▸ WRITTEN TASK
Recast the lines below as a numbered list with blank lines omitted, covering only the span from the line with "the red pants" to the line with "pixel 155 461", both ends included.
[begin EXTRACTED DATA]
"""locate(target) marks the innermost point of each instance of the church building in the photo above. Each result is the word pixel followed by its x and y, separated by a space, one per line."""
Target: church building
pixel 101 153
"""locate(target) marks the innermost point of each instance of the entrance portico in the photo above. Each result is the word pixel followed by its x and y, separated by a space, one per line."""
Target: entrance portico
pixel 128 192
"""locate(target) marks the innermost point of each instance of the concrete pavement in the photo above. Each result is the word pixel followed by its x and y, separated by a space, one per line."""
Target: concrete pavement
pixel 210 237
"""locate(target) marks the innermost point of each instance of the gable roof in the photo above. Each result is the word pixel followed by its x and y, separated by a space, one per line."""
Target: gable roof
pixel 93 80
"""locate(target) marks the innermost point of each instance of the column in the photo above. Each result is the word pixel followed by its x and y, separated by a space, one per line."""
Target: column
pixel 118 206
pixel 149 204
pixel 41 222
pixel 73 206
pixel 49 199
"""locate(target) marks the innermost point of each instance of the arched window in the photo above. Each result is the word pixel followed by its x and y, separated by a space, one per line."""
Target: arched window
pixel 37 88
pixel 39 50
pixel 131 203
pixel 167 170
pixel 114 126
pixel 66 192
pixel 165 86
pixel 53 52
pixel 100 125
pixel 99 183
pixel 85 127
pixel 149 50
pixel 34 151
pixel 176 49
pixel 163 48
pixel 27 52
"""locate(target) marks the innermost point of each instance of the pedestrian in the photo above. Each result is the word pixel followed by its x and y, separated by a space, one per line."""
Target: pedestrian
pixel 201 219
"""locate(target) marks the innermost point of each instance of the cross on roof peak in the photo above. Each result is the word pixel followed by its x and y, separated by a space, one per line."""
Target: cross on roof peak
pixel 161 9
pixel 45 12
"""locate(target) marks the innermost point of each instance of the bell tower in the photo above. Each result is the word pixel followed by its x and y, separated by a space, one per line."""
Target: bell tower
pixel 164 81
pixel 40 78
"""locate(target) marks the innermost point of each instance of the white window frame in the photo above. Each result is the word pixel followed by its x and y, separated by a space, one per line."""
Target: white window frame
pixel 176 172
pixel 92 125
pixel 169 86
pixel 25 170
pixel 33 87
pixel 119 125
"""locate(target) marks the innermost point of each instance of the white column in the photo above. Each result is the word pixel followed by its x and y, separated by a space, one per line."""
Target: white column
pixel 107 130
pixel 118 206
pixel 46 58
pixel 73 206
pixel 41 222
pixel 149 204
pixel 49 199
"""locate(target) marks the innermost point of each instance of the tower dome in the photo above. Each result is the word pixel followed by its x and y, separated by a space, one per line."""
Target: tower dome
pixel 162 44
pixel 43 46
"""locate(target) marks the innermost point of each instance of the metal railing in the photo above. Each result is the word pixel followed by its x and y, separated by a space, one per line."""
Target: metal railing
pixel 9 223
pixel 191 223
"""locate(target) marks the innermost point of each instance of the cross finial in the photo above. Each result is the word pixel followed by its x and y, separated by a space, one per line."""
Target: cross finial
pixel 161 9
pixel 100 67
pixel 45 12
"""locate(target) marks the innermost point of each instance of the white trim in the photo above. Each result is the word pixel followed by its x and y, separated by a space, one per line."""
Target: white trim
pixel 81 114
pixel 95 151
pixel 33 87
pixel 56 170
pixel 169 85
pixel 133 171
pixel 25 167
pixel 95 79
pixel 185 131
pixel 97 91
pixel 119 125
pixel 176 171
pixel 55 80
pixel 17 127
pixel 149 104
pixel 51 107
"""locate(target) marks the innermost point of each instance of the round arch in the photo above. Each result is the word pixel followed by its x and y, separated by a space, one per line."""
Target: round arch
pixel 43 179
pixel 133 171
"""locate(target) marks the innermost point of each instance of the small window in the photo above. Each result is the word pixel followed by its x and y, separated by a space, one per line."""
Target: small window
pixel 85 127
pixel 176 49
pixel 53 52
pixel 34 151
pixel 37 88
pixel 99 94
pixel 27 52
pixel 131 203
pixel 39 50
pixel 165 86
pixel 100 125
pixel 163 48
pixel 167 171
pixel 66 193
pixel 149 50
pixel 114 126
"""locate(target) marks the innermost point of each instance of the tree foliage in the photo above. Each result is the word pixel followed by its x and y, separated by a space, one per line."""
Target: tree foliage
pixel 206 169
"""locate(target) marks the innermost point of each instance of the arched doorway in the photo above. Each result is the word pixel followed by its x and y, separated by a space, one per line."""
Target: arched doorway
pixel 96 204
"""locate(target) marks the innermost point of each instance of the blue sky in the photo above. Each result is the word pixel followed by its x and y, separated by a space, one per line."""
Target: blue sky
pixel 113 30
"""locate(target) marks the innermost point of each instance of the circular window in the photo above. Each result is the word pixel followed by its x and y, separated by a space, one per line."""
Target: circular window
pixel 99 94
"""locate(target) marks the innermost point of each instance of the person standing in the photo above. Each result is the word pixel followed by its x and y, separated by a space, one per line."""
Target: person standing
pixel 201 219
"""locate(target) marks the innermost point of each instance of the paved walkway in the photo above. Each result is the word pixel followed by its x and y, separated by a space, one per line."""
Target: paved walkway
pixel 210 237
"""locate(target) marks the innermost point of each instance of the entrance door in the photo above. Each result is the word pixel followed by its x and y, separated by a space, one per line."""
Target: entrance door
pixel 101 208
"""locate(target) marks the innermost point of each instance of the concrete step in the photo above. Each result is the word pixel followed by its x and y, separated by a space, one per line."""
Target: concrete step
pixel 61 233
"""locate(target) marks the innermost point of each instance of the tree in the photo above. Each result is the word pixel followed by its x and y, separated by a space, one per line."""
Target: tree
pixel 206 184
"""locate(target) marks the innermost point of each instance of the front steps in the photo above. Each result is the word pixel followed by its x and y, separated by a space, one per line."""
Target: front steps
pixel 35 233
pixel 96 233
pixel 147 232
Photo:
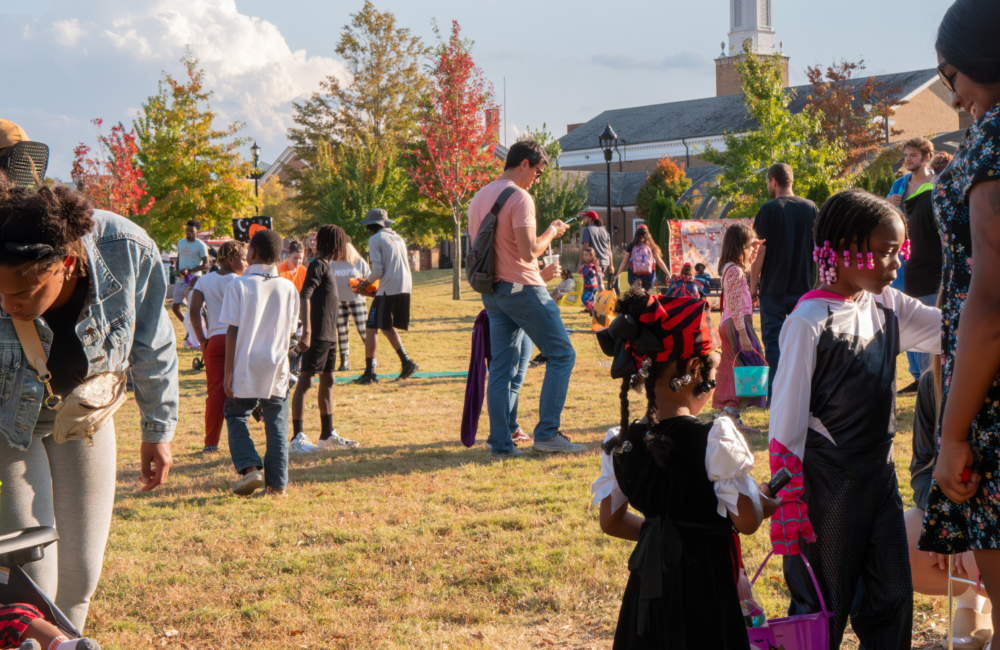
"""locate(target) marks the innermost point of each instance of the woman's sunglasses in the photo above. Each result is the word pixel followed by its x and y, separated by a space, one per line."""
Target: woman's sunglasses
pixel 948 81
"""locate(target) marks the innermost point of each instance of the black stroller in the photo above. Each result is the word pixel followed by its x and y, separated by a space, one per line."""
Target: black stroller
pixel 16 550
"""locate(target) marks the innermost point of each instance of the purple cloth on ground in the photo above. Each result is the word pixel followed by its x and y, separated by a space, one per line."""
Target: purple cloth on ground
pixel 475 383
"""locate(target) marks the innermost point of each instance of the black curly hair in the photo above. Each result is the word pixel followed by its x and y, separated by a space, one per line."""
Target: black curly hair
pixel 850 216
pixel 39 227
pixel 634 302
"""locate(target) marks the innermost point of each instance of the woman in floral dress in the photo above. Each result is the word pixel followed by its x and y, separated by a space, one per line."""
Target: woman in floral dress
pixel 964 503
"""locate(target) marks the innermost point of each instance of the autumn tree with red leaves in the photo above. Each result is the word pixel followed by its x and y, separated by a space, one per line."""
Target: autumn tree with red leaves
pixel 112 181
pixel 839 97
pixel 456 153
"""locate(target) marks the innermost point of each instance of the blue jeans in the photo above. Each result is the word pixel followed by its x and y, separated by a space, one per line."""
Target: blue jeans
pixel 921 361
pixel 774 309
pixel 517 379
pixel 533 313
pixel 241 447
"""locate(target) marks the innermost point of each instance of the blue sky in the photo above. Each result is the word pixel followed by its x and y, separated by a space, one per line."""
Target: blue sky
pixel 564 62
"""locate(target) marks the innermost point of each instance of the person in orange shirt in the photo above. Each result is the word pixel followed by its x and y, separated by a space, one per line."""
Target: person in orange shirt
pixel 291 268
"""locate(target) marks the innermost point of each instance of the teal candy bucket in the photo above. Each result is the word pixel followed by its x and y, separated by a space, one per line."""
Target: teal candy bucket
pixel 751 381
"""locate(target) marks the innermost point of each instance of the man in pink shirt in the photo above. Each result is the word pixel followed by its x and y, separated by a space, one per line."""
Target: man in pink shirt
pixel 520 305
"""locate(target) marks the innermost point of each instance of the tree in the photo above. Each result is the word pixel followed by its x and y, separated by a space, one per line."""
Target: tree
pixel 381 102
pixel 667 179
pixel 780 136
pixel 557 195
pixel 345 182
pixel 113 180
pixel 838 100
pixel 193 170
pixel 456 153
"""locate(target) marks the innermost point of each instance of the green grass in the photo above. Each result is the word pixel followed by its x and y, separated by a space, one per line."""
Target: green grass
pixel 412 541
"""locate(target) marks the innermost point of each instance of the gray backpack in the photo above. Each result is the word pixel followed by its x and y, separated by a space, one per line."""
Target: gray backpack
pixel 479 263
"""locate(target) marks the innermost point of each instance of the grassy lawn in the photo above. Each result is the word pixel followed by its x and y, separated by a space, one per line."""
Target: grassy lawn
pixel 411 541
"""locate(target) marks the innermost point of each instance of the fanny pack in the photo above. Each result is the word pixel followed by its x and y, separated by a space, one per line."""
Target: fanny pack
pixel 88 407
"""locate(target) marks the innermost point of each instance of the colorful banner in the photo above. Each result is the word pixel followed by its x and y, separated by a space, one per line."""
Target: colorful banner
pixel 699 242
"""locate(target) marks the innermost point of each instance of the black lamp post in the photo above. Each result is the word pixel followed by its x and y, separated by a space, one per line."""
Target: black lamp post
pixel 609 143
pixel 255 174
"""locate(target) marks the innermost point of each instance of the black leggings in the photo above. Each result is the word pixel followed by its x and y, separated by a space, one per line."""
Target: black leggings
pixel 860 554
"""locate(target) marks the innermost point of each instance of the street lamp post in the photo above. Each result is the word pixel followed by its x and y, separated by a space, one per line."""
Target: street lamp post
pixel 255 175
pixel 609 143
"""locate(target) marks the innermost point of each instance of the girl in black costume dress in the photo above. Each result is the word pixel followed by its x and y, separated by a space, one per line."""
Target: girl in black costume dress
pixel 689 479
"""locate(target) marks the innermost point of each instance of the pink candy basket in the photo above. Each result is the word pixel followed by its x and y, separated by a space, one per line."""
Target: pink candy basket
pixel 803 632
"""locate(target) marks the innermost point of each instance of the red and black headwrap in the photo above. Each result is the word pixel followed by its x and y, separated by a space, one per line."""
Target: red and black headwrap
pixel 666 329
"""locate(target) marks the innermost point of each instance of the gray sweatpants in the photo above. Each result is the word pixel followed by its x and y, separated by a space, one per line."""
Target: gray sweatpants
pixel 72 487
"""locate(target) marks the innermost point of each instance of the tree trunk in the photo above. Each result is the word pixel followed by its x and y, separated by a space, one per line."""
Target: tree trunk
pixel 456 258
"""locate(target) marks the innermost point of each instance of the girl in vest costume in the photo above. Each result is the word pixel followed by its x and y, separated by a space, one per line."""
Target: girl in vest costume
pixel 641 259
pixel 833 419
pixel 689 479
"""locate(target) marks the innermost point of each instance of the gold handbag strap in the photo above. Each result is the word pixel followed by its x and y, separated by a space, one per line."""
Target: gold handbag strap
pixel 27 334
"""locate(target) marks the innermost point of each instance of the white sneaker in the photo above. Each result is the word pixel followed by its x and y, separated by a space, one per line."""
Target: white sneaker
pixel 336 442
pixel 301 445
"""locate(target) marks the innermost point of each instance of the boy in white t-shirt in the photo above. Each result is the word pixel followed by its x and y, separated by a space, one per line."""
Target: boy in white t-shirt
pixel 209 291
pixel 261 309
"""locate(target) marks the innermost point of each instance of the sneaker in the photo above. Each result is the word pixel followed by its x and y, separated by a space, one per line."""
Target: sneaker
pixel 249 483
pixel 558 445
pixel 496 456
pixel 301 445
pixel 408 369
pixel 520 436
pixel 336 442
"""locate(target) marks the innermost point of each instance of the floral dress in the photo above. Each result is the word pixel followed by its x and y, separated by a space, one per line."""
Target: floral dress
pixel 949 527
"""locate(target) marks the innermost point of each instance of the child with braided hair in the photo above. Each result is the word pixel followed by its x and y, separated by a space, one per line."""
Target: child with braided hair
pixel 833 419
pixel 689 479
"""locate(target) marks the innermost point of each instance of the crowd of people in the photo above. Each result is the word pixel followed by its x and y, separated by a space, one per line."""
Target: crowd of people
pixel 87 289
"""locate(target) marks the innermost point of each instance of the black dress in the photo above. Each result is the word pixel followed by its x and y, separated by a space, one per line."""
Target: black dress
pixel 681 591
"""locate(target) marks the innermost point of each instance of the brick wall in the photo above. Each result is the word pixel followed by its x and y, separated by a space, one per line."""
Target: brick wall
pixel 927 114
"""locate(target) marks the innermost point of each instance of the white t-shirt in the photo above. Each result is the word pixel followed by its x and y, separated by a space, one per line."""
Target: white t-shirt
pixel 213 286
pixel 190 254
pixel 265 308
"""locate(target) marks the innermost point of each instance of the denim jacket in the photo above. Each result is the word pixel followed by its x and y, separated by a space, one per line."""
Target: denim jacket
pixel 123 324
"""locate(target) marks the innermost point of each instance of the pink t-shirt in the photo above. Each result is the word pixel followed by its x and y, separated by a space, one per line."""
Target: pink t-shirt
pixel 517 212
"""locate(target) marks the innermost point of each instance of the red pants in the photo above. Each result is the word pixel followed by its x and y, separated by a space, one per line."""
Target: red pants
pixel 214 355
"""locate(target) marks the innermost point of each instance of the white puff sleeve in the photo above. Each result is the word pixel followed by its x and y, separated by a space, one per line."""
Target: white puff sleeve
pixel 728 462
pixel 606 484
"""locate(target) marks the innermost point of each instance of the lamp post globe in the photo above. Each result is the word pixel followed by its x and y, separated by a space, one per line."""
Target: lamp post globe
pixel 609 143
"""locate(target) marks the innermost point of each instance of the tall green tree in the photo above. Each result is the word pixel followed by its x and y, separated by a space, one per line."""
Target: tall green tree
pixel 345 182
pixel 557 194
pixel 781 136
pixel 380 103
pixel 192 169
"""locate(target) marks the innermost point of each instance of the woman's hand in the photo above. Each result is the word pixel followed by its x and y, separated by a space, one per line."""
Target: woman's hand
pixel 745 344
pixel 953 459
pixel 155 461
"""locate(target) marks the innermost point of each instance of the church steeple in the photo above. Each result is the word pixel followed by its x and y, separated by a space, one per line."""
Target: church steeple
pixel 753 20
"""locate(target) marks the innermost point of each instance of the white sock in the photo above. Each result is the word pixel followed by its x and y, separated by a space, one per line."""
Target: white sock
pixel 971 600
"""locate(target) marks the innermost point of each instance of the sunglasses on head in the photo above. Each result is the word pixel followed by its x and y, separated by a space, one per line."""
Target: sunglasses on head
pixel 948 81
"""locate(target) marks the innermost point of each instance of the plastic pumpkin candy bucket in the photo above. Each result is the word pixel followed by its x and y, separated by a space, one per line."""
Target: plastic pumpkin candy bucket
pixel 751 381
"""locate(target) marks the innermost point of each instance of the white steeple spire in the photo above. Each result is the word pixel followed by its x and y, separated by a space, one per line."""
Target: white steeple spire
pixel 751 19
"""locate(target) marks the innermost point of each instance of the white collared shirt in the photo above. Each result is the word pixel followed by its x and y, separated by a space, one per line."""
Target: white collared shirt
pixel 265 308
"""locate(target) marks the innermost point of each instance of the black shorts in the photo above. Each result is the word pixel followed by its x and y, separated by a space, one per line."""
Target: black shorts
pixel 390 312
pixel 320 357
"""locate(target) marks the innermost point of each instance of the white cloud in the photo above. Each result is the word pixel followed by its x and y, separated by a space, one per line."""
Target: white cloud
pixel 110 56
[end EXTRACTED DATA]
▸ COMPLETE OUTPUT
1. """locate(target) marks the innermost point of each instance of the red pants in the photo above. Each result is the word pixel followed by its x and y, separated by a space, one per line."""
2. Target: red pants
3. pixel 214 355
4. """locate(target) marks the innermost point of each instance of the white puff sleeve in the photo above. Each result is the word pixel followed by its x and y, separated by a space, one per line."""
5. Target: white puff sleeve
6. pixel 728 462
7. pixel 606 484
8. """locate(target) marks the innermost point of each instance of the lamp post globe in the photo above. Each result is the word pixel followed by its x and y, separated by a space, one per line."""
9. Target: lamp post globe
10. pixel 609 143
11. """locate(target) marks the innermost point of each instance of the tall green tree in the photo above. Each result is the word pixel followed by its x and y, separated by a space, one per line."""
12. Target: tall green tree
13. pixel 345 182
14. pixel 557 194
15. pixel 781 136
16. pixel 380 103
17. pixel 192 169
18. """locate(target) marks the innermost point of each instance of the woman's hand in the photo above. Each result is the word pixel followed by its x and y, separated by a space, one per line."""
19. Target: woman's hand
20. pixel 745 344
21. pixel 953 459
22. pixel 155 461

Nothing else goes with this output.